-- Supplied material --
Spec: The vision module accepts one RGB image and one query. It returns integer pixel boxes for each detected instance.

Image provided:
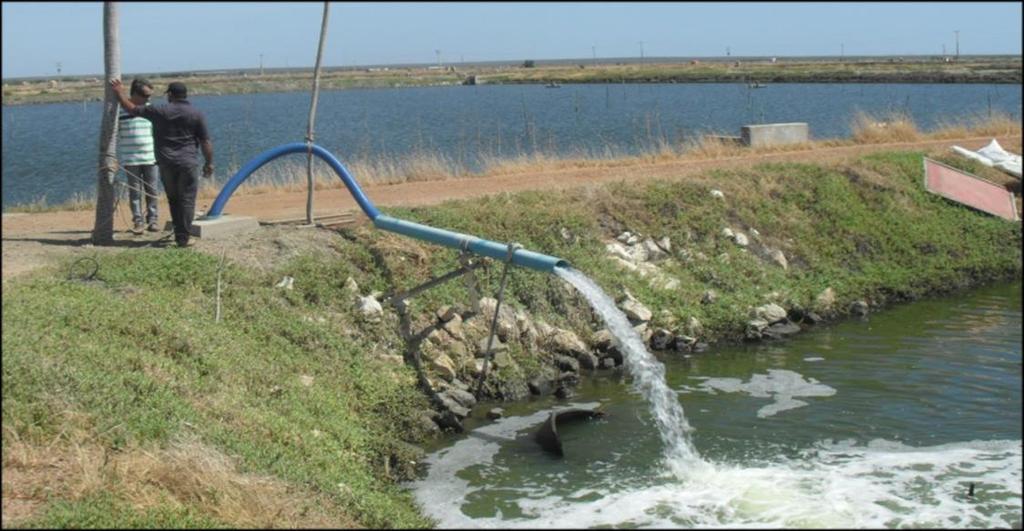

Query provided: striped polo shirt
[118,103,157,166]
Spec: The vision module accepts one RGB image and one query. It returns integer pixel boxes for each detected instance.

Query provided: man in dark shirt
[111,80,213,247]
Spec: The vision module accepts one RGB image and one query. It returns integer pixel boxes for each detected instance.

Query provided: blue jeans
[125,164,160,225]
[160,164,199,246]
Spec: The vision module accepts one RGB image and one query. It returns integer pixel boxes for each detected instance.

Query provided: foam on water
[411,268,1022,528]
[412,404,1022,528]
[681,368,836,418]
[555,267,705,477]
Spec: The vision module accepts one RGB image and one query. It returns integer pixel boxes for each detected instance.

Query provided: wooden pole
[306,2,331,225]
[92,2,121,246]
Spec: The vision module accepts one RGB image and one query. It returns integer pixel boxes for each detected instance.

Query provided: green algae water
[411,282,1022,528]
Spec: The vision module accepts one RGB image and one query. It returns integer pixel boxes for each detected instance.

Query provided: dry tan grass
[851,112,921,144]
[927,114,1021,139]
[101,113,1022,212]
[3,434,357,528]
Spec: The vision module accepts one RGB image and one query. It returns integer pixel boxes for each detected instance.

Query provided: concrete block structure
[739,122,810,147]
[191,215,259,239]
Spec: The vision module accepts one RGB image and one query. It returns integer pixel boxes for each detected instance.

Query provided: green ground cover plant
[3,151,1022,528]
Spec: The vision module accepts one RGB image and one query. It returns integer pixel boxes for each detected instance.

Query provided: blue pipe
[199,142,569,272]
[206,142,380,220]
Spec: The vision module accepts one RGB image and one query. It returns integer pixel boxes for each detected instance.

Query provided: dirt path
[2,136,1021,281]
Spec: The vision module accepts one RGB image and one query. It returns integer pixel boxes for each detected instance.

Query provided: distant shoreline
[3,56,1022,105]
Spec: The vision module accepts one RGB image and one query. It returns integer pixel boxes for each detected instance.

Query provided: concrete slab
[739,122,810,147]
[191,214,259,239]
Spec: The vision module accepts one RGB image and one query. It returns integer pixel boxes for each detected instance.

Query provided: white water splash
[555,267,707,478]
[411,411,1022,529]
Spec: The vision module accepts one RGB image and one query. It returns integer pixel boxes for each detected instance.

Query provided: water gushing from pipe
[554,267,707,479]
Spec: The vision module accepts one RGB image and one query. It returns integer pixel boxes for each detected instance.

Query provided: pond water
[410,282,1022,528]
[3,83,1021,209]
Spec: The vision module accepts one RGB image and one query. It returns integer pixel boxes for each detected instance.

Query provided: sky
[2,1,1022,79]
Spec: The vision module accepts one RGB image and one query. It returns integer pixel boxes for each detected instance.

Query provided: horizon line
[0,52,1022,82]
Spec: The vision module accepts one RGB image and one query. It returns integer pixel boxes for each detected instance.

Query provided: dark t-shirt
[130,100,210,168]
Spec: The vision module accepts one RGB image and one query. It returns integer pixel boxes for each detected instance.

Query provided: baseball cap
[164,81,188,98]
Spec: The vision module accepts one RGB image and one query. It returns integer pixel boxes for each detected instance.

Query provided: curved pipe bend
[199,142,569,273]
[206,142,381,220]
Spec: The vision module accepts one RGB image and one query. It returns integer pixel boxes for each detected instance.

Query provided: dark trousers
[160,164,199,246]
[125,164,160,225]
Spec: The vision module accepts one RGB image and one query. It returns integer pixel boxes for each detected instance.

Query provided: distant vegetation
[4,113,1021,213]
[2,145,1022,528]
[3,56,1022,105]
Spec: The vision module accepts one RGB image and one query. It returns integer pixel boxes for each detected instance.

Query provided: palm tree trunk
[92,2,121,246]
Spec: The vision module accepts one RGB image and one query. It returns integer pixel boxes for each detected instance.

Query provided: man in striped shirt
[118,78,160,234]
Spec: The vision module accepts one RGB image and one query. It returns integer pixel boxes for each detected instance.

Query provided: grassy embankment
[6,113,1021,213]
[3,144,1022,527]
[3,57,1022,105]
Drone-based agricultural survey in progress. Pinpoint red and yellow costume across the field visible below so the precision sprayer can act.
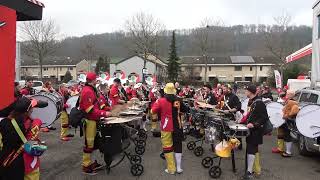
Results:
[23,118,42,180]
[79,84,107,167]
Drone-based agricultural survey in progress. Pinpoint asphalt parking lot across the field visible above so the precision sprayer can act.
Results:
[41,121,320,180]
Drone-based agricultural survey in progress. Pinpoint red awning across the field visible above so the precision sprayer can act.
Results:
[286,43,312,63]
[27,0,44,7]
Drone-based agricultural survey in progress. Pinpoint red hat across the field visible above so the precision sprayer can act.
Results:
[87,72,97,81]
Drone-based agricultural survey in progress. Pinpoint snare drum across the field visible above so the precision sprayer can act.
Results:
[66,96,79,114]
[30,92,63,127]
[228,122,250,137]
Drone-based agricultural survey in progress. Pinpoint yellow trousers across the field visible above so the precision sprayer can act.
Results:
[60,111,69,138]
[161,131,176,173]
[82,120,97,167]
[24,168,40,180]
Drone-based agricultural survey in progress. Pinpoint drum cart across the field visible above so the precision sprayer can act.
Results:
[201,116,247,179]
[184,109,205,157]
[97,116,146,176]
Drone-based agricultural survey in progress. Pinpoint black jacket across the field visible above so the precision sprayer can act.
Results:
[246,96,269,145]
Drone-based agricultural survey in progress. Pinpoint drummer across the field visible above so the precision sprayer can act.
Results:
[20,77,36,96]
[272,90,299,157]
[79,72,111,175]
[242,85,268,179]
[221,84,241,120]
[59,83,74,141]
[151,83,187,175]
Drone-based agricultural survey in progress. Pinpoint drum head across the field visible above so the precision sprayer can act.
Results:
[31,94,58,127]
[267,102,285,128]
[296,105,320,138]
[241,98,249,114]
[66,96,79,114]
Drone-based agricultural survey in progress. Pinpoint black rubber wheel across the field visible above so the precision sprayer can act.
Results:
[209,166,222,179]
[138,130,148,140]
[134,145,146,156]
[201,157,213,168]
[137,139,146,147]
[187,141,196,151]
[130,155,142,164]
[193,146,204,157]
[130,164,144,176]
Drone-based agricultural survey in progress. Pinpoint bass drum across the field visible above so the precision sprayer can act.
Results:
[66,96,79,114]
[31,92,63,127]
[267,102,285,128]
[296,105,320,138]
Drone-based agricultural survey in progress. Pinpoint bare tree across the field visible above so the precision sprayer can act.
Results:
[264,13,293,86]
[193,18,223,84]
[20,19,59,80]
[81,36,96,71]
[125,12,164,68]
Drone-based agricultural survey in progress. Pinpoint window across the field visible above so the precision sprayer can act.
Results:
[234,66,242,71]
[300,93,319,103]
[234,77,242,82]
[318,15,320,39]
[244,77,253,82]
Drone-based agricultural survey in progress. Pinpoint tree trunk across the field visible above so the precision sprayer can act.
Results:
[39,55,43,81]
[204,56,208,85]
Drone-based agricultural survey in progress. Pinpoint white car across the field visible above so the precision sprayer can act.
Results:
[19,80,43,92]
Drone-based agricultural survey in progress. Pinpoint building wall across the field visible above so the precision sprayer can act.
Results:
[110,56,160,77]
[21,65,77,81]
[181,65,272,82]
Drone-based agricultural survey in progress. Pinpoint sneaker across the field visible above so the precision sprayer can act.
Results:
[272,148,283,154]
[82,166,97,176]
[66,134,74,137]
[241,172,253,180]
[177,169,183,174]
[164,169,175,175]
[48,126,57,131]
[61,137,70,141]
[91,161,104,171]
[40,127,50,132]
[281,152,292,158]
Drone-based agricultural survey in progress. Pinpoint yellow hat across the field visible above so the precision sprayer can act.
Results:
[164,83,177,95]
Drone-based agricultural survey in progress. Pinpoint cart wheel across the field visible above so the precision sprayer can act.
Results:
[183,133,187,141]
[193,146,203,157]
[160,153,166,160]
[201,157,213,168]
[138,130,148,140]
[187,141,196,151]
[134,145,146,156]
[130,155,142,164]
[130,164,143,176]
[209,166,222,179]
[137,139,146,147]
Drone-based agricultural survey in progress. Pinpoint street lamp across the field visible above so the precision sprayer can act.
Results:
[0,21,7,27]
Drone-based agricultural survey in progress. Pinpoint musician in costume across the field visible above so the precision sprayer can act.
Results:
[278,90,300,157]
[79,72,110,175]
[41,81,55,93]
[20,77,36,96]
[0,97,48,180]
[242,85,269,179]
[59,83,73,141]
[151,83,187,174]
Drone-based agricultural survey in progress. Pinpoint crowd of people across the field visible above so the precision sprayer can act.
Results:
[0,72,298,180]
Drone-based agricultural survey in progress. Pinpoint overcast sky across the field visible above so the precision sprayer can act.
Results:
[35,0,316,36]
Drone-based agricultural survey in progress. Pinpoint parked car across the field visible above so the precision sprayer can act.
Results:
[19,80,43,92]
[291,87,320,155]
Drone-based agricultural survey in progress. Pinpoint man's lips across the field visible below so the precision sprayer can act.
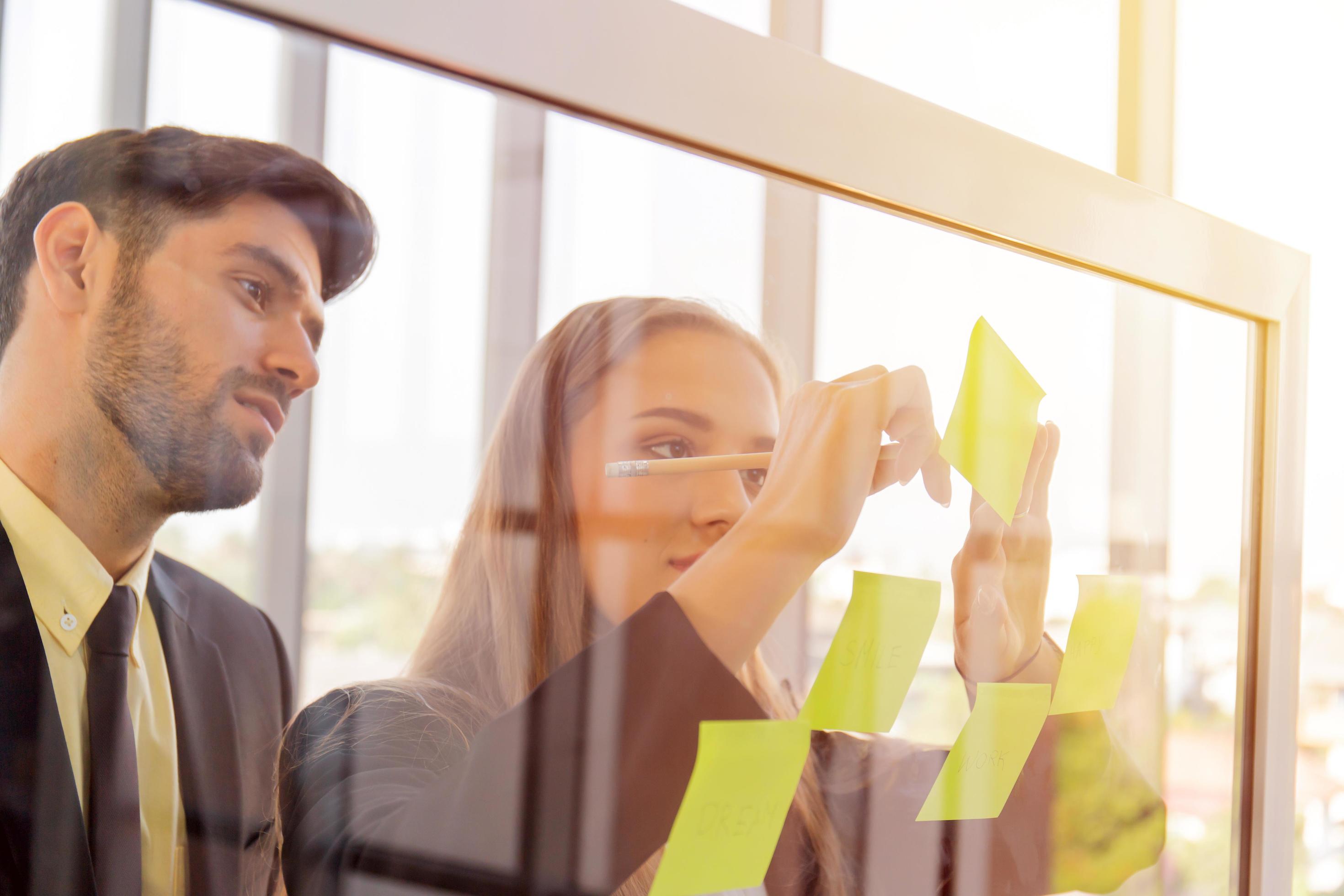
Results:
[234,392,285,437]
[668,551,704,572]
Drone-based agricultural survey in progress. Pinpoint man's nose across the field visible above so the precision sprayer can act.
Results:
[262,324,321,399]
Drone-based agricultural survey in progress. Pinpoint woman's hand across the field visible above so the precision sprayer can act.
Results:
[952,423,1059,683]
[669,365,952,669]
[738,364,952,565]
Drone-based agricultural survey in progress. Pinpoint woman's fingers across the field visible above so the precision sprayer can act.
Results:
[961,498,1005,563]
[1013,423,1050,516]
[1028,422,1059,517]
[919,448,952,507]
[971,489,985,520]
[875,367,952,507]
[831,364,887,383]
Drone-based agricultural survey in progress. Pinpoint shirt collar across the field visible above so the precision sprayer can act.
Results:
[0,461,155,665]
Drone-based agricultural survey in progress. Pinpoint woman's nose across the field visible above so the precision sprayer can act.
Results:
[687,470,751,529]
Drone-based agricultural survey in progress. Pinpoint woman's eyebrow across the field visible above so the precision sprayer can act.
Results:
[633,407,714,431]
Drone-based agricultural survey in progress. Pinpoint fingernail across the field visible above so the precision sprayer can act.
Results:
[971,588,996,617]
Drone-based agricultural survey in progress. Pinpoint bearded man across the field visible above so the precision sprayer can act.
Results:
[0,128,375,896]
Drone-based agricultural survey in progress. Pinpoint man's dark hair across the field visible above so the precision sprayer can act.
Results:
[0,128,376,353]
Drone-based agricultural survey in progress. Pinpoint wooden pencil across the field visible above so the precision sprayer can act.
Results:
[606,442,901,478]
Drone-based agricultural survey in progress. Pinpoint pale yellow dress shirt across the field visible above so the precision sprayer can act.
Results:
[0,461,187,896]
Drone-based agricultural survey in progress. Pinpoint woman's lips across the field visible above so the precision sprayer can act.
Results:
[668,551,704,572]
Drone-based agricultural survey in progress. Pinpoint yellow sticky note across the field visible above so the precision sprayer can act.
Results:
[915,684,1050,821]
[798,572,942,733]
[1050,575,1142,716]
[938,317,1045,523]
[649,720,812,896]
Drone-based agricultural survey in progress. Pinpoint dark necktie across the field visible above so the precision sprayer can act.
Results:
[85,584,140,896]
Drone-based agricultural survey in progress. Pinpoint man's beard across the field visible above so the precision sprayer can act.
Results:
[87,270,289,513]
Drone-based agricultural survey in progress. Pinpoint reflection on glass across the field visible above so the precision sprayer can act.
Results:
[538,113,765,333]
[821,0,1120,171]
[809,199,1247,896]
[0,0,112,184]
[145,0,283,141]
[300,47,495,700]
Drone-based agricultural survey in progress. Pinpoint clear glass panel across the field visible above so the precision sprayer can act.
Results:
[145,0,282,599]
[145,0,283,141]
[808,197,1247,896]
[822,0,1120,171]
[1175,0,1344,893]
[300,47,495,701]
[538,113,765,333]
[0,0,109,184]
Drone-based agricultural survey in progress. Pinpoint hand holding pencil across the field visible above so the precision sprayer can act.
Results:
[637,364,952,559]
[667,365,952,669]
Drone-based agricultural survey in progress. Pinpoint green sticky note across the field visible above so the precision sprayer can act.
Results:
[938,317,1045,523]
[1050,575,1144,716]
[915,684,1050,821]
[798,572,942,733]
[649,720,812,896]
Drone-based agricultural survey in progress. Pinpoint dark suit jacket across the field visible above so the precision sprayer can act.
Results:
[0,529,293,896]
[280,594,1165,896]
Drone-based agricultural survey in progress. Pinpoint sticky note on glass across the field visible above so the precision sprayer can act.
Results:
[649,720,812,896]
[915,684,1050,821]
[1050,575,1142,716]
[938,317,1045,523]
[798,572,942,733]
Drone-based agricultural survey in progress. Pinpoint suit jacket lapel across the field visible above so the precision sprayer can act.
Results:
[145,565,243,893]
[0,529,94,893]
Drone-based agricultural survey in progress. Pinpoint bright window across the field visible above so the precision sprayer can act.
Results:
[300,47,495,701]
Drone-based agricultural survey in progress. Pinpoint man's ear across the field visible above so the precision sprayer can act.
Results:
[32,202,105,315]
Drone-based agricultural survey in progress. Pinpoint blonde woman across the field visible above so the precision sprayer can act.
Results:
[278,298,1164,896]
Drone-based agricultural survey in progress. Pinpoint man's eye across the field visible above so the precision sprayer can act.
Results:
[649,439,691,459]
[238,278,266,305]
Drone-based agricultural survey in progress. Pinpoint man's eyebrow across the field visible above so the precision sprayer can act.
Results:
[635,407,714,430]
[227,243,304,293]
[226,243,324,352]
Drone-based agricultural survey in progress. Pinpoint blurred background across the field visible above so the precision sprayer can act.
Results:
[0,0,1344,895]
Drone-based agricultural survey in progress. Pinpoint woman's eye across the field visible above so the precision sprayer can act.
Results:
[649,439,691,459]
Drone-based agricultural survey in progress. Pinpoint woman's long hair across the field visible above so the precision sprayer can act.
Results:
[281,297,849,896]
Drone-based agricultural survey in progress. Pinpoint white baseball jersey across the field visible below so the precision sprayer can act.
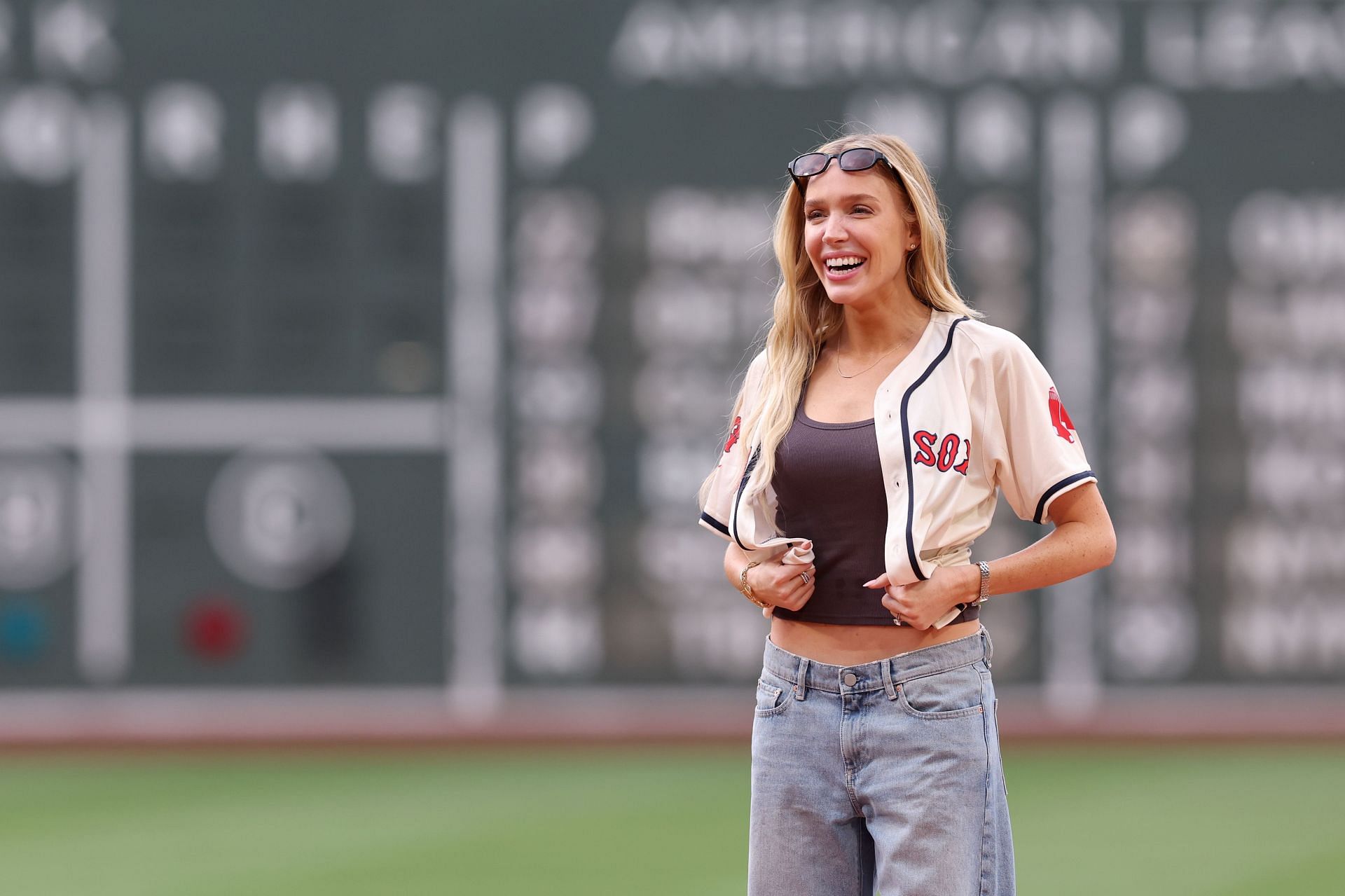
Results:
[701,311,1098,585]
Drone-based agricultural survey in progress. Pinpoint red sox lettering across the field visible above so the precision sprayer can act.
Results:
[912,429,971,476]
[1047,386,1075,446]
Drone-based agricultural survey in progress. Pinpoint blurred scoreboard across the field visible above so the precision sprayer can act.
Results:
[0,0,1345,702]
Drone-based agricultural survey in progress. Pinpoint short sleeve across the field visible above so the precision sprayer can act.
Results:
[986,332,1098,523]
[699,355,764,541]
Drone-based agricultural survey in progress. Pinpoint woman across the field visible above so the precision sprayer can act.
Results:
[699,136,1115,896]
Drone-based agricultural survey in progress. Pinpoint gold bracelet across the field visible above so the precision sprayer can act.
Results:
[738,560,771,609]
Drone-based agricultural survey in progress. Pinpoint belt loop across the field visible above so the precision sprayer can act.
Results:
[878,659,897,700]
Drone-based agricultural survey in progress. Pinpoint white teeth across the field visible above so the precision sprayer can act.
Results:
[827,256,864,270]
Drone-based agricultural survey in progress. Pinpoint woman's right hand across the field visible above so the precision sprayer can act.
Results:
[748,542,818,609]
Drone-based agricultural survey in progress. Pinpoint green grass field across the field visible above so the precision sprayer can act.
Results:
[0,747,1345,896]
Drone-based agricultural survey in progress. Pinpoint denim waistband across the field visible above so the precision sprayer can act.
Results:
[763,626,994,700]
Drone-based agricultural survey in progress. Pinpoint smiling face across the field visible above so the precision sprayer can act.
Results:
[803,161,920,304]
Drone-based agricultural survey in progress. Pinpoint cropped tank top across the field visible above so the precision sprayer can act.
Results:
[771,380,981,626]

-- Task description --
Copy the records verbatim, starting at their first line and ending after the line that contains "[3,434,357,528]". Omit the pictures from your answer.

-- Task response --
Spec: The vision module accepts one RGB image and one query. It returns integer pixel boxes for each detected instance.

Image provided:

Query provided: striped polo shirt
[118,103,157,166]
Spec: The vision module accepts one RGB image and one query. It returns integer pixel boxes for each detected instance.

Query provided: man in dark shirt
[111,80,213,247]
Spec: The vision module accepts one RGB image and one query. It returns integer pixel boxes for each detected instance.

Query provided: blue jeans
[125,164,160,225]
[160,164,199,246]
Spec: The vision module accepts one RGB image and one query. It returns integer pixel boxes for each detected instance.

Query provided: foam on water
[411,268,1022,528]
[412,404,1022,528]
[681,368,836,418]
[555,267,705,477]
Spec: The vision module accepts one RGB image and one query. It returns integer pixel boxes for each detected instance.

Query provided: wooden pole
[306,2,331,225]
[92,2,121,246]
Spec: The vision module accepts one RGB image and one query. It returns integer pixel boxes for each detected instance.

Query provided: green algae water
[411,282,1022,528]
Spec: The vision module accepts one RGB image and one query. It returns integer pixel boxes for each detected instance.

Query provided: dry tan grass
[851,112,921,144]
[927,114,1021,139]
[101,113,1022,212]
[3,434,357,528]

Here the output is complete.